-- START OF Data excerpts --

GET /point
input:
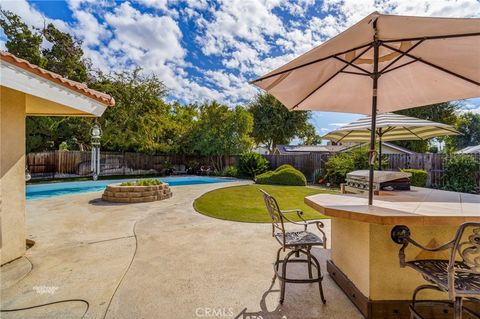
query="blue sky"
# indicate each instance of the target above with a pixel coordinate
(205, 50)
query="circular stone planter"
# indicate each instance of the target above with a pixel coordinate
(136, 194)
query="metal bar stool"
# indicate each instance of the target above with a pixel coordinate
(298, 242)
(459, 276)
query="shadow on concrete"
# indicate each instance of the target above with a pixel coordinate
(264, 313)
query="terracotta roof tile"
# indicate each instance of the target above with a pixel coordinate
(53, 77)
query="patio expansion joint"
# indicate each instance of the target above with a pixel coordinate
(126, 270)
(110, 239)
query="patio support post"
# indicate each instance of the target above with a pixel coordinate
(375, 75)
(380, 150)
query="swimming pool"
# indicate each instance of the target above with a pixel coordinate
(37, 191)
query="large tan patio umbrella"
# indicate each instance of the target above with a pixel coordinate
(381, 64)
(390, 127)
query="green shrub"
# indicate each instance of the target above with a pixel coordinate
(142, 182)
(252, 164)
(231, 171)
(283, 175)
(419, 176)
(460, 173)
(284, 166)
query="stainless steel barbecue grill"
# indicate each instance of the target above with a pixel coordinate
(357, 181)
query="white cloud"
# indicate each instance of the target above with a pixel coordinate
(30, 15)
(238, 39)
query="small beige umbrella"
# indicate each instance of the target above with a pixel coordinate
(390, 127)
(381, 64)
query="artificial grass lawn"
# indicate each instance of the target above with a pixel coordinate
(245, 203)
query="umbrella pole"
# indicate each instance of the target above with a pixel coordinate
(373, 129)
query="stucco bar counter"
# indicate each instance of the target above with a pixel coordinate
(364, 259)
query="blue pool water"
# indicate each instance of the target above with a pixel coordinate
(68, 188)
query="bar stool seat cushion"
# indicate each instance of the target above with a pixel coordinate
(299, 238)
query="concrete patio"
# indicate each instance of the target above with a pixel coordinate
(154, 260)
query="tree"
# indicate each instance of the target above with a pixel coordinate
(274, 124)
(21, 41)
(221, 131)
(468, 124)
(441, 112)
(139, 118)
(64, 57)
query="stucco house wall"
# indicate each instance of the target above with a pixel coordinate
(12, 179)
(26, 89)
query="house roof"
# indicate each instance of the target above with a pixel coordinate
(475, 149)
(58, 79)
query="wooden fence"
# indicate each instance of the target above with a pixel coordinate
(60, 164)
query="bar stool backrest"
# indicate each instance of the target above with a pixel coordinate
(466, 246)
(274, 212)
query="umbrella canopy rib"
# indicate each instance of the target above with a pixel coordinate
(432, 65)
(268, 76)
(420, 39)
(330, 78)
(400, 56)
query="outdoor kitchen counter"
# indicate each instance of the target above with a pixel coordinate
(364, 259)
(420, 206)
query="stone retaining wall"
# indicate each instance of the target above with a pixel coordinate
(136, 194)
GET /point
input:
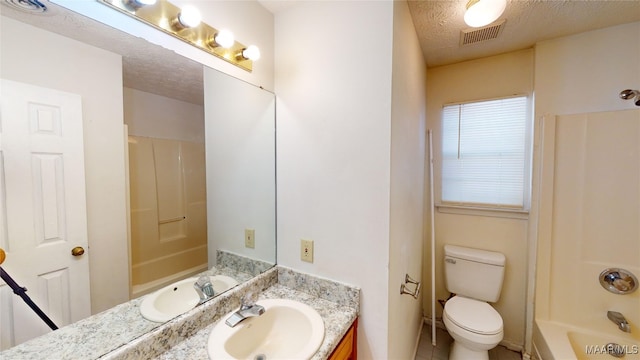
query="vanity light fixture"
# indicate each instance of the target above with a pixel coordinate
(224, 38)
(186, 24)
(483, 12)
(250, 53)
(188, 17)
(136, 4)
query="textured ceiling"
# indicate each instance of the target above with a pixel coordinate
(439, 23)
(154, 69)
(145, 66)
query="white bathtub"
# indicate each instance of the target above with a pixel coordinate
(558, 341)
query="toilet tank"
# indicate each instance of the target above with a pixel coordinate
(474, 273)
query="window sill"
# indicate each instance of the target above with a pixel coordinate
(488, 212)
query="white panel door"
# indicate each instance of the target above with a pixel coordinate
(42, 209)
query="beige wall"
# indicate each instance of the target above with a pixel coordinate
(156, 116)
(575, 75)
(333, 150)
(408, 130)
(491, 77)
(250, 22)
(60, 63)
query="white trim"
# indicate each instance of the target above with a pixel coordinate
(479, 211)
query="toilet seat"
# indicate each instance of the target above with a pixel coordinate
(473, 315)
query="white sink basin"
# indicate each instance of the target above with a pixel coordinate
(179, 297)
(288, 329)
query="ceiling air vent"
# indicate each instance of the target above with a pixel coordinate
(476, 35)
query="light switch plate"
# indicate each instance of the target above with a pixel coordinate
(250, 238)
(306, 250)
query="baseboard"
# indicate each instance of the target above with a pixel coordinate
(439, 323)
(513, 346)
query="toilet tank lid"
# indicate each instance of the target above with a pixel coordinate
(482, 256)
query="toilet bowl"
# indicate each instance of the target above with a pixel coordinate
(476, 277)
(475, 327)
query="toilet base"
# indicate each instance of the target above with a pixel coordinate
(459, 352)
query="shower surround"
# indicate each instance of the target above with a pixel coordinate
(589, 221)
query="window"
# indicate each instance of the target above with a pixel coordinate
(486, 155)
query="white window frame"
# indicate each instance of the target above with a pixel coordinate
(491, 209)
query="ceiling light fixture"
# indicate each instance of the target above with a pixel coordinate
(483, 12)
(172, 20)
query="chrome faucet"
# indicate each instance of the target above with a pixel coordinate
(247, 309)
(619, 320)
(204, 288)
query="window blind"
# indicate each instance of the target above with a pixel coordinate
(484, 154)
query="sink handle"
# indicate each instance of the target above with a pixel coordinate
(247, 300)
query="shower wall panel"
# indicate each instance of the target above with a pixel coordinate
(168, 209)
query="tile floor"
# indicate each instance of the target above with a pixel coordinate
(426, 351)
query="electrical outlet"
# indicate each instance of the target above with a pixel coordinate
(250, 238)
(306, 250)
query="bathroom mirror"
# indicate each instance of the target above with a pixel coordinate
(237, 144)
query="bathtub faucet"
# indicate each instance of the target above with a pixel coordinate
(619, 320)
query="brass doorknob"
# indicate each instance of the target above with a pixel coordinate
(77, 251)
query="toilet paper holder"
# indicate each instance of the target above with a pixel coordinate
(409, 281)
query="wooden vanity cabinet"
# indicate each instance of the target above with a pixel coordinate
(347, 348)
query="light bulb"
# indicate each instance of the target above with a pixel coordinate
(224, 38)
(137, 4)
(189, 16)
(252, 53)
(483, 12)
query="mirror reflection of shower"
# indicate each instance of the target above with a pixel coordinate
(629, 94)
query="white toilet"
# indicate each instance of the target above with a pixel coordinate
(475, 276)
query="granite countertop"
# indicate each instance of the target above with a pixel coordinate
(96, 335)
(337, 320)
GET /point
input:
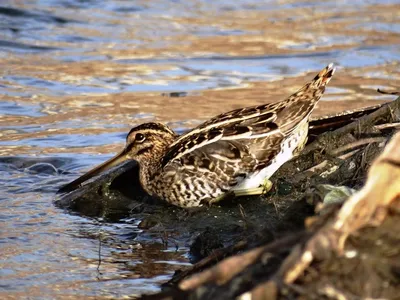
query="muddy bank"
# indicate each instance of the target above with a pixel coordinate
(272, 225)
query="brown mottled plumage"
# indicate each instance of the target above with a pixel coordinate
(232, 152)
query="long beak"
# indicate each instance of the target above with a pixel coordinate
(112, 162)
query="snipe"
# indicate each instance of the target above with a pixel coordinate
(235, 152)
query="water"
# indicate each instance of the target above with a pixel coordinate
(76, 75)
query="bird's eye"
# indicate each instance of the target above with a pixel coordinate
(139, 137)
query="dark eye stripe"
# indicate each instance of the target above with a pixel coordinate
(139, 137)
(144, 150)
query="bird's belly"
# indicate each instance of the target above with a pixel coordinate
(289, 149)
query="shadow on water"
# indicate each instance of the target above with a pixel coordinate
(77, 75)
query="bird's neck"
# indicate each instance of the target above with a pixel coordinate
(150, 167)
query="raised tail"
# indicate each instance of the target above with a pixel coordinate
(323, 77)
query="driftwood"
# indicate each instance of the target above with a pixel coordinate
(347, 251)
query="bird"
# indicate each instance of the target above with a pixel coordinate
(234, 153)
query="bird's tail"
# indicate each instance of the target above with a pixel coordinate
(323, 77)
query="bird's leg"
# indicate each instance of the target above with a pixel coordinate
(264, 188)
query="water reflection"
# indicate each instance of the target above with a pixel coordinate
(76, 75)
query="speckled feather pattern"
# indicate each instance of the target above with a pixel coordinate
(232, 152)
(218, 155)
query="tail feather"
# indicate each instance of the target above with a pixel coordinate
(324, 76)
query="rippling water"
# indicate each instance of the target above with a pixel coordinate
(76, 75)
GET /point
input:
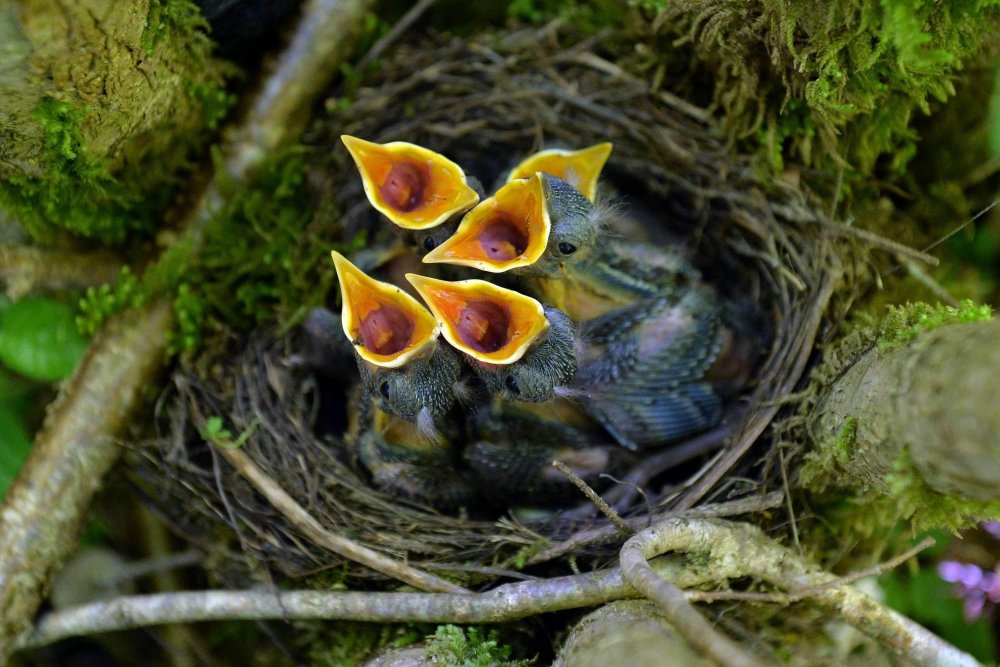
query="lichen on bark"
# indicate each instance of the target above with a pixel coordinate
(97, 94)
(903, 426)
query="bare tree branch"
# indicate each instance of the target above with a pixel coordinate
(47, 502)
(734, 551)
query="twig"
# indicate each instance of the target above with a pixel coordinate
(504, 603)
(604, 533)
(28, 269)
(812, 591)
(319, 535)
(688, 622)
(402, 25)
(888, 245)
(593, 497)
(734, 551)
(50, 498)
(742, 550)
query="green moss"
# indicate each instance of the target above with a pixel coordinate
(925, 508)
(904, 323)
(76, 191)
(167, 17)
(215, 100)
(347, 643)
(99, 303)
(107, 167)
(846, 438)
(860, 69)
(452, 646)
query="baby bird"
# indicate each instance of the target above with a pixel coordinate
(513, 446)
(520, 350)
(657, 371)
(402, 365)
(531, 226)
(420, 191)
(406, 463)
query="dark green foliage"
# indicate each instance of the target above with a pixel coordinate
(215, 101)
(453, 646)
(858, 70)
(39, 339)
(925, 598)
(262, 262)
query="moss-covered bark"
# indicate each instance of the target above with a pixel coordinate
(103, 102)
(911, 428)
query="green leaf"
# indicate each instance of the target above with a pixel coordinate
(39, 339)
(14, 446)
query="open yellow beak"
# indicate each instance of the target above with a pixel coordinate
(387, 326)
(578, 168)
(508, 230)
(489, 323)
(413, 186)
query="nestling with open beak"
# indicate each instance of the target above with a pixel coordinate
(420, 191)
(521, 350)
(531, 226)
(402, 365)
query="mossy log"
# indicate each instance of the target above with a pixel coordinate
(103, 102)
(916, 425)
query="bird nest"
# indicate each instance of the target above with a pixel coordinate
(482, 103)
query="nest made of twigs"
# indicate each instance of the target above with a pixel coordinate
(480, 102)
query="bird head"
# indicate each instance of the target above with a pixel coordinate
(533, 226)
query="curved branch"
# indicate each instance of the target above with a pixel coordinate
(734, 551)
(49, 499)
(670, 599)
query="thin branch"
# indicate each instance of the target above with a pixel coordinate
(504, 603)
(734, 550)
(688, 622)
(49, 499)
(320, 536)
(27, 269)
(593, 497)
(397, 31)
(888, 245)
(604, 533)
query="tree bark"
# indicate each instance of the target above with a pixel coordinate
(935, 399)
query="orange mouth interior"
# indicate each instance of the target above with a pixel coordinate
(386, 329)
(489, 323)
(508, 230)
(413, 186)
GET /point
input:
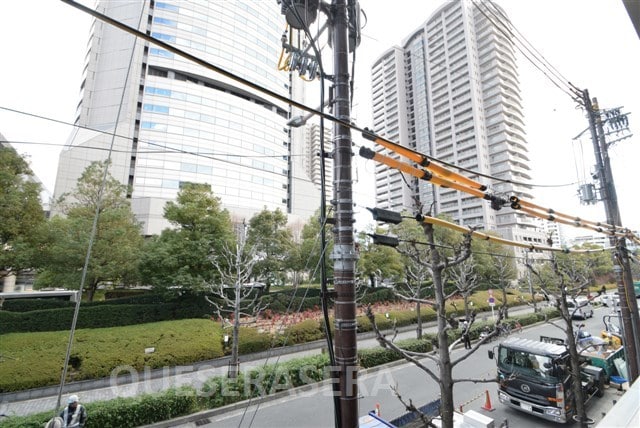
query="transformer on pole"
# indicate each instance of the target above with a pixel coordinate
(628, 304)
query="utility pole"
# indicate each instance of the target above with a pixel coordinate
(344, 26)
(622, 268)
(344, 255)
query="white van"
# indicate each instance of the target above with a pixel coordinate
(580, 307)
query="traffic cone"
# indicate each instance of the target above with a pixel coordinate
(487, 403)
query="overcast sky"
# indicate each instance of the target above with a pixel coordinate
(592, 43)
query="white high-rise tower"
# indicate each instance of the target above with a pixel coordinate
(451, 92)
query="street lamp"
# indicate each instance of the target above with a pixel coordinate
(299, 120)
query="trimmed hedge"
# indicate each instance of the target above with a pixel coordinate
(36, 358)
(378, 356)
(220, 391)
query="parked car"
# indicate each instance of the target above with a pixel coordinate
(609, 300)
(580, 307)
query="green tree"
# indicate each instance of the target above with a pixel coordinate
(306, 255)
(64, 241)
(20, 212)
(273, 242)
(181, 256)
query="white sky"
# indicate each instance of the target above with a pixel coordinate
(590, 42)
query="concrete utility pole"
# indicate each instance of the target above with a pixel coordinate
(628, 304)
(344, 255)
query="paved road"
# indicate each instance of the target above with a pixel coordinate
(193, 376)
(312, 408)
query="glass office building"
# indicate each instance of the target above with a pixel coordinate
(166, 121)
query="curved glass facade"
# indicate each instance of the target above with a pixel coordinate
(179, 122)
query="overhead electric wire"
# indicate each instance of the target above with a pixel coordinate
(555, 83)
(526, 207)
(487, 237)
(366, 132)
(269, 92)
(205, 155)
(527, 44)
(92, 235)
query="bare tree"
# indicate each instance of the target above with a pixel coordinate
(238, 300)
(569, 279)
(465, 280)
(504, 273)
(436, 261)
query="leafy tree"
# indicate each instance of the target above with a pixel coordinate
(273, 241)
(64, 242)
(181, 256)
(599, 264)
(20, 212)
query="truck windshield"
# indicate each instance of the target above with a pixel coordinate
(527, 364)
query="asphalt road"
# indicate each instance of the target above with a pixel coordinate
(314, 407)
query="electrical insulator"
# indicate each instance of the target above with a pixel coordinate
(299, 13)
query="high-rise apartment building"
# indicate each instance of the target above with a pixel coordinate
(169, 122)
(451, 92)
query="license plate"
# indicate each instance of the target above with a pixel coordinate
(526, 407)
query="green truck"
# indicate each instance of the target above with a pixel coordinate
(605, 360)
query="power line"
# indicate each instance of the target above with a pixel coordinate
(322, 114)
(544, 64)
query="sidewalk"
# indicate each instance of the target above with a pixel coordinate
(132, 383)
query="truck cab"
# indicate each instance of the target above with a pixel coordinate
(534, 377)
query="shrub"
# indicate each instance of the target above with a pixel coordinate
(378, 356)
(305, 331)
(252, 341)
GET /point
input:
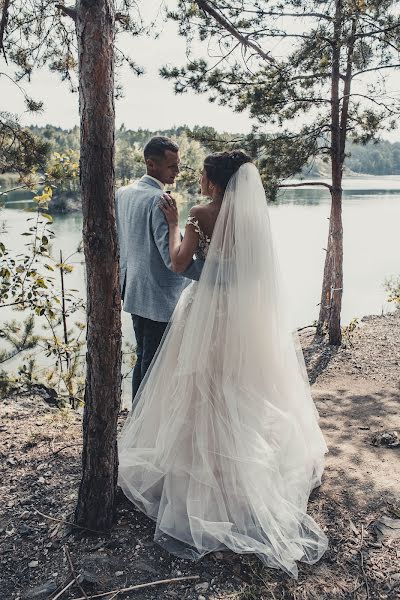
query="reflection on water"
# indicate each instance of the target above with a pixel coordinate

-- END OF Data excerpts --

# Exercise prompt:
Count how many of the lines above contain the word "concrete", treating uppercase and lowercase as different, and reply with the number only.

# Answer below:
3